* BEGIN *

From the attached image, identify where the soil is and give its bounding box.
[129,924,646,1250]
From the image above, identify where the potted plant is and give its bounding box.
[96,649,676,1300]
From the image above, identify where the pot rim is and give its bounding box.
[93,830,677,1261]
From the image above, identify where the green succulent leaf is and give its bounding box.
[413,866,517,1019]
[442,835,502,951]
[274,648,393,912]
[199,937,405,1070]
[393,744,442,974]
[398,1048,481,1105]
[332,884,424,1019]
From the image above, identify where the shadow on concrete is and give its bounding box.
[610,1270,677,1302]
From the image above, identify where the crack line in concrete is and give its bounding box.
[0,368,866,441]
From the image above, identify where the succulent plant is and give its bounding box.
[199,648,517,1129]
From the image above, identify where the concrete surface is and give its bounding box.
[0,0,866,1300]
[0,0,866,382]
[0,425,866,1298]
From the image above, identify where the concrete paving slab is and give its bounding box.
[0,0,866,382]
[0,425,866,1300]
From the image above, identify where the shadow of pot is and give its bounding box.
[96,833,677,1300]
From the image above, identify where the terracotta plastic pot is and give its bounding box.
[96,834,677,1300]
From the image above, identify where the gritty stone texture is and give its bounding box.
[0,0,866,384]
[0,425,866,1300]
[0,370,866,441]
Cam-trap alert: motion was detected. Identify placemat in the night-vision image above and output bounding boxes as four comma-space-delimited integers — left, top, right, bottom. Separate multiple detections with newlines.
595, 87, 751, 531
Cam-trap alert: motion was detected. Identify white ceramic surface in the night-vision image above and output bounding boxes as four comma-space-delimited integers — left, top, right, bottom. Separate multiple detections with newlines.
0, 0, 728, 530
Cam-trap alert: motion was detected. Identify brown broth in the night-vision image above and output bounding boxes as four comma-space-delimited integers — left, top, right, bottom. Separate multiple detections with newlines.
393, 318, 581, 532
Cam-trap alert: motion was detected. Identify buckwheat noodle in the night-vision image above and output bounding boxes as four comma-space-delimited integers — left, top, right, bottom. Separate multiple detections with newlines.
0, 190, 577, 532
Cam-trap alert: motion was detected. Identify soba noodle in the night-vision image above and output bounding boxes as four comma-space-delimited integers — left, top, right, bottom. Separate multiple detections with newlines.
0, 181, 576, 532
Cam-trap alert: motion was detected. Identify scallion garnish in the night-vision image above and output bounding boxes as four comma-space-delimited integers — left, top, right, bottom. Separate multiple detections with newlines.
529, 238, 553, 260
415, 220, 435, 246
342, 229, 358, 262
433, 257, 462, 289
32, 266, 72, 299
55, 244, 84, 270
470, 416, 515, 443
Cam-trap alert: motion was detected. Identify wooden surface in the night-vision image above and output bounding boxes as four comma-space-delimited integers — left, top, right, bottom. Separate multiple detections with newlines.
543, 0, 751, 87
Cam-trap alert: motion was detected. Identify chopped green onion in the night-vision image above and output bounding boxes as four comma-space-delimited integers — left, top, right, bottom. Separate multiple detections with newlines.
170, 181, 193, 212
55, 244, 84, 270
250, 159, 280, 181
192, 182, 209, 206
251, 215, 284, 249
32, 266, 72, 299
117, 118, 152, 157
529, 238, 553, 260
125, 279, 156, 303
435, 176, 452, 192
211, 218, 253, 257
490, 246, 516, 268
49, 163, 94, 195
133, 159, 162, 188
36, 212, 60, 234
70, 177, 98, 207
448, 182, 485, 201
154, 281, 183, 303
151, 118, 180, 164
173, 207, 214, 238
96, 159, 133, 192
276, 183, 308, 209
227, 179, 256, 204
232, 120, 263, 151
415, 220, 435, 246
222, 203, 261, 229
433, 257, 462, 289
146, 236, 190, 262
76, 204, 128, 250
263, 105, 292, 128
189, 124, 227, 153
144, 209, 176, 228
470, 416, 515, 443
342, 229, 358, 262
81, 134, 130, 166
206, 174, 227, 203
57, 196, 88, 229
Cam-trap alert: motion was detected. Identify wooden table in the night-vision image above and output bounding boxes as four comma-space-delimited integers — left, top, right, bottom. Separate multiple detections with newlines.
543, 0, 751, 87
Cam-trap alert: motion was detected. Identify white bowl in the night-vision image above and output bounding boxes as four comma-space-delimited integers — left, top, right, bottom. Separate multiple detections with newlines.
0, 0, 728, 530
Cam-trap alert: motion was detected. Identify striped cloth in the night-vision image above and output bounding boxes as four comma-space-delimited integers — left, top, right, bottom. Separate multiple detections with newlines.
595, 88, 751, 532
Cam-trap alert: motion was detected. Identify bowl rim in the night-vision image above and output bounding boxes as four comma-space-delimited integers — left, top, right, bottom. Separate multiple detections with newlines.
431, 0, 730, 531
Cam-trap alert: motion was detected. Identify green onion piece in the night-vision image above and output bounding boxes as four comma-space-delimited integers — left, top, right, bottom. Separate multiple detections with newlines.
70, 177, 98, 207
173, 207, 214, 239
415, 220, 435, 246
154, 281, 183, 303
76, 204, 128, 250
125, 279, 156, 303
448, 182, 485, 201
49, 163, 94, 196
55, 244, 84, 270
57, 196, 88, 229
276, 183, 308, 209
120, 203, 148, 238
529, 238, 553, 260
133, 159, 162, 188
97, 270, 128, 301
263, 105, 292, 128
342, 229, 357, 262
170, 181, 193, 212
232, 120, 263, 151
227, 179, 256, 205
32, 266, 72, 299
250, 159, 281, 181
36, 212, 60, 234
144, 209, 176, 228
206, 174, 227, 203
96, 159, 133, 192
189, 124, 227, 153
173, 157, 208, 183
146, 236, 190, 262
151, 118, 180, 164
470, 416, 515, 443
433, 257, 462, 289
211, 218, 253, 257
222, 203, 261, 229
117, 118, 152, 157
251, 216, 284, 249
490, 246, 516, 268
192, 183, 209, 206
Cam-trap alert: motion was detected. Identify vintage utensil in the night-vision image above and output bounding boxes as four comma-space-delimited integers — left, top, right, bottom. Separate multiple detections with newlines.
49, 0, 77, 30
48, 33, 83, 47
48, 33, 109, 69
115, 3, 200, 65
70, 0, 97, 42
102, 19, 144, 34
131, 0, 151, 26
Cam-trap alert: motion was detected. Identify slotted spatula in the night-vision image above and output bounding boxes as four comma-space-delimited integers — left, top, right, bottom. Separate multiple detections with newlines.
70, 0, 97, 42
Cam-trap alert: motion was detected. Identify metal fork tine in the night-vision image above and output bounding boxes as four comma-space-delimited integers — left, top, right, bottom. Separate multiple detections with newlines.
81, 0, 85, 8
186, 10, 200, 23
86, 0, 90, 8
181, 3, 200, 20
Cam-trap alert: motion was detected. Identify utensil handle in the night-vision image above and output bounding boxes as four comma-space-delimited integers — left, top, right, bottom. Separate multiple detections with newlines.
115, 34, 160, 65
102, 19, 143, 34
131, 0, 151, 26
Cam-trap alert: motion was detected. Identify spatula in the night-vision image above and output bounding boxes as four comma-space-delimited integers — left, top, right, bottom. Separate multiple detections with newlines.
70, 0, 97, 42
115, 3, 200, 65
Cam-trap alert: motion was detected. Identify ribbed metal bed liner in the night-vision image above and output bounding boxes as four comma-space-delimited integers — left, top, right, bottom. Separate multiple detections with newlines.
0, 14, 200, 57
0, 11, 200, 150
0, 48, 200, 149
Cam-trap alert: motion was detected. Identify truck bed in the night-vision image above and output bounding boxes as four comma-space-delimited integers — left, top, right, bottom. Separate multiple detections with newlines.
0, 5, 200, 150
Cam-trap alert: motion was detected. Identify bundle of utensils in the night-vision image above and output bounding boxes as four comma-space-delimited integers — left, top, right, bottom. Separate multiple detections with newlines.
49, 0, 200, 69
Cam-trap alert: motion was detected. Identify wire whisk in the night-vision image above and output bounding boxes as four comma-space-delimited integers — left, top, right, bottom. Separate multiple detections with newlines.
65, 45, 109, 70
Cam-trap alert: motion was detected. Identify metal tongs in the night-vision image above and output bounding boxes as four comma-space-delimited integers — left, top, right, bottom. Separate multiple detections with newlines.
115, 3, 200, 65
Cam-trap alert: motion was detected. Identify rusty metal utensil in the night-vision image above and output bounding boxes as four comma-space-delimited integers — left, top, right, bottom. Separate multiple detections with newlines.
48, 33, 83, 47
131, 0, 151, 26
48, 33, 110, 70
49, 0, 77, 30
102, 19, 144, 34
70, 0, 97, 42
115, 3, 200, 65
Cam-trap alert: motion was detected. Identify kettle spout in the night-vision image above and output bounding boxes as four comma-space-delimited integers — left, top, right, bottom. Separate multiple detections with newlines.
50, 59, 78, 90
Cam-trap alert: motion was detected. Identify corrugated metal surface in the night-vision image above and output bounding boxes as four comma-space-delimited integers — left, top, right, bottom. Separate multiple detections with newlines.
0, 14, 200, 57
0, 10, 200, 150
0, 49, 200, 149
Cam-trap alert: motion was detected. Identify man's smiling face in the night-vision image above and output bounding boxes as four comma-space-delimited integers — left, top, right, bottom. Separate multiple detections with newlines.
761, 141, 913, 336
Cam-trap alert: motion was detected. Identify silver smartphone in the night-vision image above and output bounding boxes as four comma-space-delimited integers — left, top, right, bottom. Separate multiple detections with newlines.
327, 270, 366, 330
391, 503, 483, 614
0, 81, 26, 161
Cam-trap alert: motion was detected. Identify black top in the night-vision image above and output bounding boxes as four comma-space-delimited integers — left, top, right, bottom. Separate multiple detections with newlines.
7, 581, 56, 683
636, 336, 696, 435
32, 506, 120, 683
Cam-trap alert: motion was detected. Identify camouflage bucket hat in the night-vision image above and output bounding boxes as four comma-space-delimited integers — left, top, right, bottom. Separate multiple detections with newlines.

* END *

→ **INSTRUCTIONS FOR THE TASK**
Starting with the line that contains "From the image above, identify where the potted" and ending with the line that contains "[332,884,424,1019]", rewrite those entries with "bounding box" replaced by "enclosing rectangle" and nothing else changed.

→ **WRITTEN RESPONSE**
From the image above, identify where the potted plant is and give its enclosing rectangle.
[96,649,676,1300]
From the image above, identify where the pot rim is and give its enclosing rectangle.
[93,830,677,1261]
From the image above, identify where the green succulent leaf is and give its enclosing rectangle.
[413,866,517,1019]
[442,835,502,951]
[274,648,393,912]
[199,937,405,1070]
[393,744,442,974]
[398,1048,481,1105]
[332,884,424,1019]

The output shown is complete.